* begin Entries shown *

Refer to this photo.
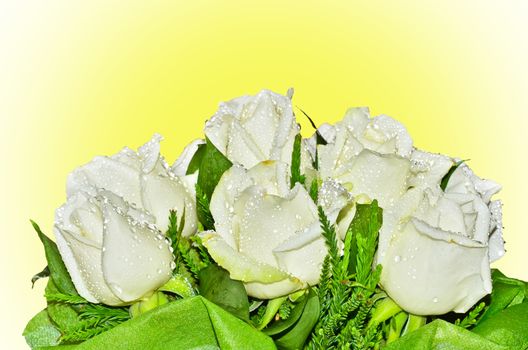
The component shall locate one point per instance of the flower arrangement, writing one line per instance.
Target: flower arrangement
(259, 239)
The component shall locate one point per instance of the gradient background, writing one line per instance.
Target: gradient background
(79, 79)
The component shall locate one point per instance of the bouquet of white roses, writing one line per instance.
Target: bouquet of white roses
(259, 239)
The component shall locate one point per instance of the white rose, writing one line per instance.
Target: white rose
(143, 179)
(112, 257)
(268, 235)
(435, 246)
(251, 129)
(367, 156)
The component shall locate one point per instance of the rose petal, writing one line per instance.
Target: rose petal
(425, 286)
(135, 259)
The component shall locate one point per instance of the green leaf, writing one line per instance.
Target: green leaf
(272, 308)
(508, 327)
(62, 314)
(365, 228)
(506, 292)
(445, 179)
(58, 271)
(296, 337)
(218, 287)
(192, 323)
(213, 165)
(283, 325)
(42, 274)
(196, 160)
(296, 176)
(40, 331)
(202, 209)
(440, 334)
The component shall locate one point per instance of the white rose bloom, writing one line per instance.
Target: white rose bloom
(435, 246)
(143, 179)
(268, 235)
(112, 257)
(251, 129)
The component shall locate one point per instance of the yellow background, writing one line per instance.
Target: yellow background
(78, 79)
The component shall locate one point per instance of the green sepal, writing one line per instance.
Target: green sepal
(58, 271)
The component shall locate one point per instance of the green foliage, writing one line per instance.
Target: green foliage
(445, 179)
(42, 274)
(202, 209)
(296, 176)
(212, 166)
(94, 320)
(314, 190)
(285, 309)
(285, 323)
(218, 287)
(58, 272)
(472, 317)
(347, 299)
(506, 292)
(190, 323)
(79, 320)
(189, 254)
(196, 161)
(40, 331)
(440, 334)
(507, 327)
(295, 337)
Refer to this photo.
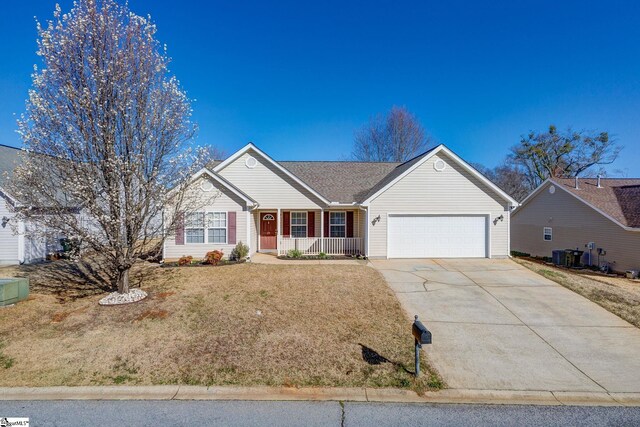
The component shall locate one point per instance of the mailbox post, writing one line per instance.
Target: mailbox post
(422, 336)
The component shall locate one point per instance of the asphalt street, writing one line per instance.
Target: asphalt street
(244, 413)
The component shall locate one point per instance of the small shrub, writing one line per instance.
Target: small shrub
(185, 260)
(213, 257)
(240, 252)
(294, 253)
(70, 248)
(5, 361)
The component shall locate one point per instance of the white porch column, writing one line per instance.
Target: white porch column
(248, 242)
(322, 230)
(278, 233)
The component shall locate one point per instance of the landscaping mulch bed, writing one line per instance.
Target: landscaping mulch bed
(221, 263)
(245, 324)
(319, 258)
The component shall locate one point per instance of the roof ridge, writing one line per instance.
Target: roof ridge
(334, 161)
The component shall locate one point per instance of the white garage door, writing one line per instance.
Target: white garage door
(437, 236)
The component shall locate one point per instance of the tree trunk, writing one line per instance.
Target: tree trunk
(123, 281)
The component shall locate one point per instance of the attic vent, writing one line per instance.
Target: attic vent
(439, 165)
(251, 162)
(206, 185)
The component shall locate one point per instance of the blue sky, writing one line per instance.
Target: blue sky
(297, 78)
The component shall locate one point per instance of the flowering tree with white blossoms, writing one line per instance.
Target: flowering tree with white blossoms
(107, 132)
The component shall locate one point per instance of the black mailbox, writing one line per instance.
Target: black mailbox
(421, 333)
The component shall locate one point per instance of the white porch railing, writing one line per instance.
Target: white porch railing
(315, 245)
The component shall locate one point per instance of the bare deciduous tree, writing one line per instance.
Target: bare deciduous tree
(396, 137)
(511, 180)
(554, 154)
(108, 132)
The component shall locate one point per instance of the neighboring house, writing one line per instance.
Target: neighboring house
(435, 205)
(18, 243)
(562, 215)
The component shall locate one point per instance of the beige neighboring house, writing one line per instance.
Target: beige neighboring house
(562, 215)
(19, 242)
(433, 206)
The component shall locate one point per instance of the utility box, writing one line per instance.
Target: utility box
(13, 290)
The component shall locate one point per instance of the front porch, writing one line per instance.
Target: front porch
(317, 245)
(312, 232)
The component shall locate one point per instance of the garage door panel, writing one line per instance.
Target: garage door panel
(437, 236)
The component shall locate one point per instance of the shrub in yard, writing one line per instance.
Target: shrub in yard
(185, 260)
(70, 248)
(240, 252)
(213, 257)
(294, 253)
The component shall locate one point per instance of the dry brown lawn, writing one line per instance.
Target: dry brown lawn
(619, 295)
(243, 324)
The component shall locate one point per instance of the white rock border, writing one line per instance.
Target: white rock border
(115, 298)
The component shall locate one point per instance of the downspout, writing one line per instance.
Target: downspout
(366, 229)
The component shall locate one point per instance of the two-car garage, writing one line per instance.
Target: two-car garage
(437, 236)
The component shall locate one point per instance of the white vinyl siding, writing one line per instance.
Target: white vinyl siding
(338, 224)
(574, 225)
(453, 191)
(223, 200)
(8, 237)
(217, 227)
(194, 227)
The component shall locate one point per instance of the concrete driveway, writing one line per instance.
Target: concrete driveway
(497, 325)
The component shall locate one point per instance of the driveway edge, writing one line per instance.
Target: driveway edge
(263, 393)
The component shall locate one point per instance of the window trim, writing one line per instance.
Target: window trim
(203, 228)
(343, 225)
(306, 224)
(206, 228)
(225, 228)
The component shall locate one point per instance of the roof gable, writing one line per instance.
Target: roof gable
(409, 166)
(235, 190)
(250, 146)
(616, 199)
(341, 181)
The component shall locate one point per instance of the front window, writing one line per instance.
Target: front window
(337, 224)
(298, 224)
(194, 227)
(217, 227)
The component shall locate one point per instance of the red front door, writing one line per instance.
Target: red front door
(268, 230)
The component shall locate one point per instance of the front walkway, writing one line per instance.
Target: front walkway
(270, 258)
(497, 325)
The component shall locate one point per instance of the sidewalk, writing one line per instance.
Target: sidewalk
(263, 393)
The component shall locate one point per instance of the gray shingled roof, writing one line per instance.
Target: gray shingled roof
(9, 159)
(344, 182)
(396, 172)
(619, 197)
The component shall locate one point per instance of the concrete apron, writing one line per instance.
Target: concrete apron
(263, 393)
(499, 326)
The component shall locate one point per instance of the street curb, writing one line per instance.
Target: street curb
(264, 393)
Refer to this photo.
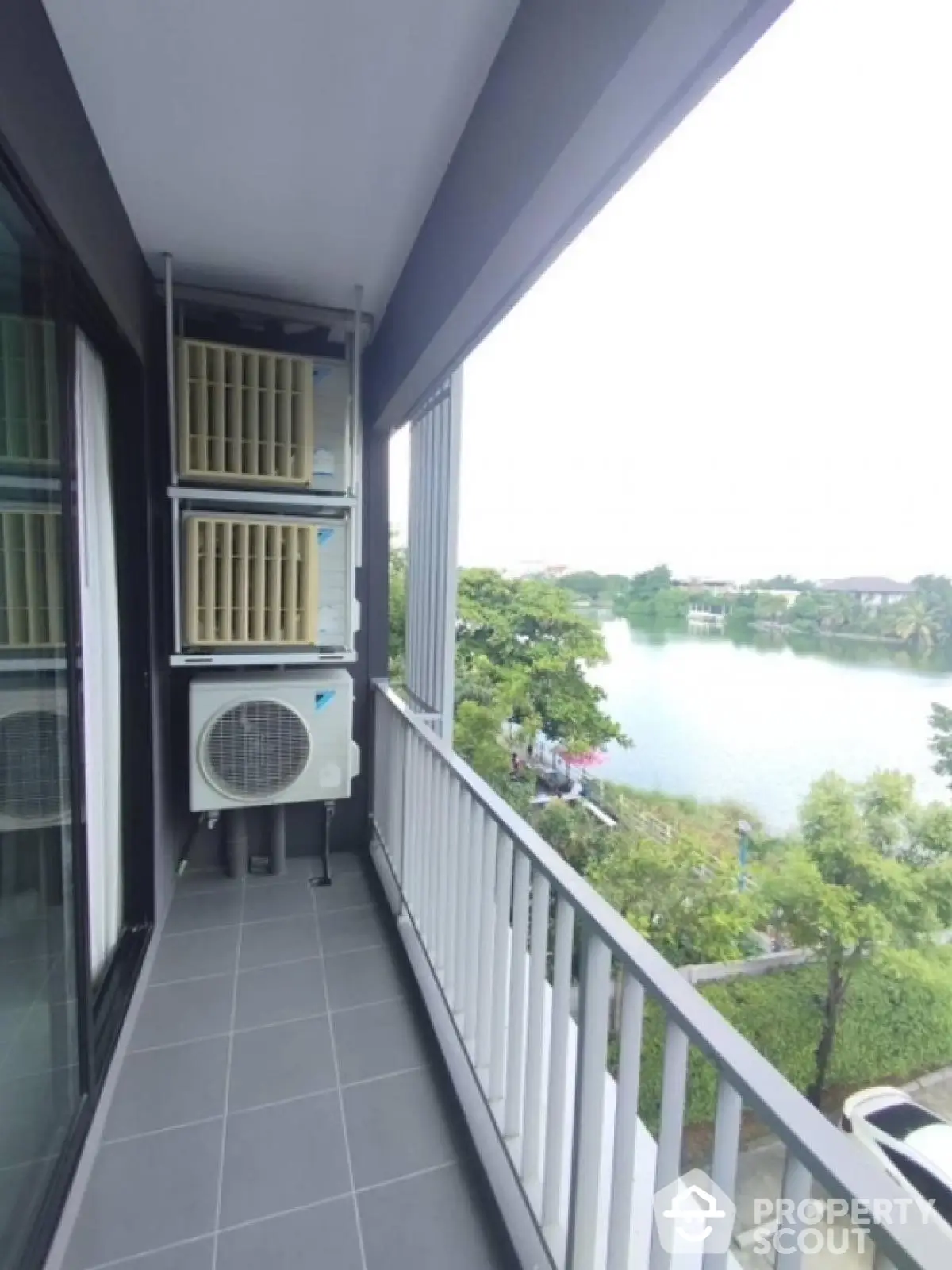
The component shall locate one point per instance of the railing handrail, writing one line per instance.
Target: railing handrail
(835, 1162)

* end Entries shown *

■ **Aim**
Make an exact copy of the data, leaving its pictures out.

■ **Completed task**
Refer to this photo.
The component shall locate one point per instance of the flower arrangement, writing one line per instance.
Target: flower arrangement
(259, 239)
The component shall locate one point per instance of the gradient background, writing one line per instance.
Target: gradient background
(79, 79)
The component shall locate one point per instance of the bouquet of white roses, writing one line per instance.
Target: bouquet of white roses
(259, 239)
The component shall locate one point per instance of the white rose, writing one line per instance.
Target: white rose
(143, 179)
(112, 257)
(268, 235)
(435, 246)
(251, 129)
(367, 156)
The component shall locate one point per instance of the rose petal, writing one line per instance.
Target: rose petal
(425, 286)
(135, 259)
The component shall locate one point per instance of the green leaf, writing one line per instance.
Target: green leaf
(272, 308)
(508, 327)
(62, 314)
(365, 228)
(506, 292)
(445, 179)
(58, 271)
(296, 337)
(218, 287)
(192, 323)
(213, 165)
(283, 325)
(42, 274)
(196, 160)
(296, 176)
(40, 331)
(202, 209)
(440, 334)
The component shall locate one point per instance of the white rose bloom, writing one line per instance.
Target: white rose bloom
(435, 246)
(143, 179)
(268, 235)
(112, 257)
(251, 129)
The component shall locate one point per instance of the yellow background, writing one line per instance.
Target: yellow background
(78, 79)
The component shall locate one point per instance of the green sepal, writing one line per instance.
Target: green sepal
(58, 271)
The component shall locate one point per instance of the green foliage, writing one line per instance.
Target: green foliage
(445, 179)
(42, 274)
(202, 209)
(296, 176)
(212, 166)
(94, 320)
(314, 190)
(285, 309)
(285, 323)
(218, 287)
(58, 272)
(472, 317)
(347, 299)
(506, 292)
(190, 323)
(79, 320)
(189, 254)
(196, 161)
(40, 331)
(440, 334)
(507, 327)
(295, 337)
Refer to this photo.
The component shall locate one point per instance of the mailbox post, writing one line per instance.
Target: mailbox post
(422, 336)
The component shall locate one point per instance of the asphalt street, writing one line per instance.
Target: asphalt street
(244, 413)
The component shall locate one point per instance of the small shrub, writing one line per instance.
Target: small shrub
(185, 260)
(213, 257)
(240, 252)
(294, 253)
(70, 248)
(5, 361)
The component shall locate one point per instance of the white porch column, writing one line per instance.
Target: white porch column
(248, 242)
(322, 230)
(278, 233)
The component shall locate one point per instance of the landscaping mulch bed, writing one line per instance.
Target: landscaping mulch bed
(221, 263)
(245, 324)
(319, 258)
The component shall locate one point per instance of the roof ridge, writing one line per instance.
Target: roof ridge
(334, 161)
The component shall locate one point per instance of the white garage door, writing one line per instance.
Target: white garage door
(437, 236)
The component shall locate one point per instance of the tree trunk, writing one line per instance.
Target: tree trunk
(123, 281)
The component shall locate one point per instance of the attic vent, writing one line per instance.
Target: attic vent
(439, 165)
(251, 162)
(206, 185)
The component shall locate one point per instance of the blue sky, writing one line per instance.
Target: blue sky
(297, 78)
The component shall locate one point per instance of the flowering tree with white blossoms, writing one line per instance.
Target: flowering tree with white blossoms
(107, 132)
The component shall locate one point per instance of the black mailbox, writing one line per instance.
Target: black mailbox
(421, 333)
The component shall locate one point per instance of the white porch railing, writing one line per instance.
Target: white porch railing
(315, 245)
The component shall locate one point per instance of the bare deciduous tree, writing one line per instance.
Target: bare deciduous tree
(396, 137)
(511, 180)
(554, 154)
(108, 132)
The component shall locate one point per instance of the neighboring house, writing one line per instance.
Target: neighboring house
(435, 205)
(18, 243)
(562, 215)
The component shall locate one point per instance of the beige neighboring house, writing one line per instance.
Target: beige neighboring house
(562, 215)
(19, 242)
(433, 206)
The component shall locate one point per instance of the utility box, writing one line per instance.
Target: utility box
(13, 290)
The component shall locate one point per instance of the front porch, writing one line per instance.
Target: front porch
(317, 245)
(312, 232)
The component shall locate one point per instance of the garage door panel, writing one line per instance.
Target: garage door panel
(437, 236)
The component shall locate one point per instance of the shrub in yard, writing one line per instance.
Target: shrub in yard
(185, 260)
(70, 248)
(240, 252)
(213, 257)
(294, 253)
The component shall locate one point per instance of the dry brown lawn, writing one line per instance.
Target: dry brown lawn
(619, 295)
(243, 324)
The component shall locate one point per instance of the white rock border, writing one line per instance.
Target: white rock border
(115, 298)
The component shall locate one point per instance of the downspout, writing one line per instance.
Target: downspout
(366, 229)
The component shall locate one point per instance of the two-car garage, writing one line per instance.
Target: two-car garage
(437, 236)
The component shall locate one point per instance of the white vinyl siding, writing one line per instance.
Target: white vinyl siding
(338, 224)
(574, 225)
(453, 191)
(223, 200)
(8, 237)
(217, 227)
(194, 227)
The component shall locate one point per instance of the concrete driveway, writing one line per instance.
Target: concrete driveway
(497, 325)
The component shall locate one point per instance of the driveway edge, writing one line per instance.
Target: driveway edge
(263, 393)
The component shall locate one point per instance of the window trim, writing one line per instance.
Target: window trim
(203, 228)
(343, 225)
(306, 224)
(206, 228)
(225, 228)
The component shall locate one point per instance of the roof gable, writing one line per instance.
Target: roof gable
(409, 166)
(235, 190)
(250, 146)
(616, 199)
(341, 181)
The component shall locate one point per instance of the front window, writing one line per instance.
Target: front window
(337, 224)
(298, 224)
(194, 227)
(217, 227)
The component shall locate one point per instance of the red front door, writing one line per instance.
Target: red front door
(268, 230)
The component shall locate one point per instance of the front walkway, writing one line per instance.
Target: front walkway
(270, 258)
(497, 325)
The component shall locate one point per instance of the sidewalk, writing one line per instance.
Target: sidewalk
(263, 393)
The component shall locate one point per instance of the gray shingled roof, writing one line per instance.
Target: gray shingled roof
(9, 159)
(344, 182)
(396, 172)
(619, 197)
The component shall locate one point per instance of the concrete apron, writing one line per instance.
Target: concrete apron
(263, 393)
(499, 326)
The component shall locate one point per instance of the street curb, writing one line per instance.
Target: street curb
(264, 393)
Refer to this photo.
The component shall locate one point per instance of the railing handrail, writing one line per instance.
Target: railing handrail
(835, 1162)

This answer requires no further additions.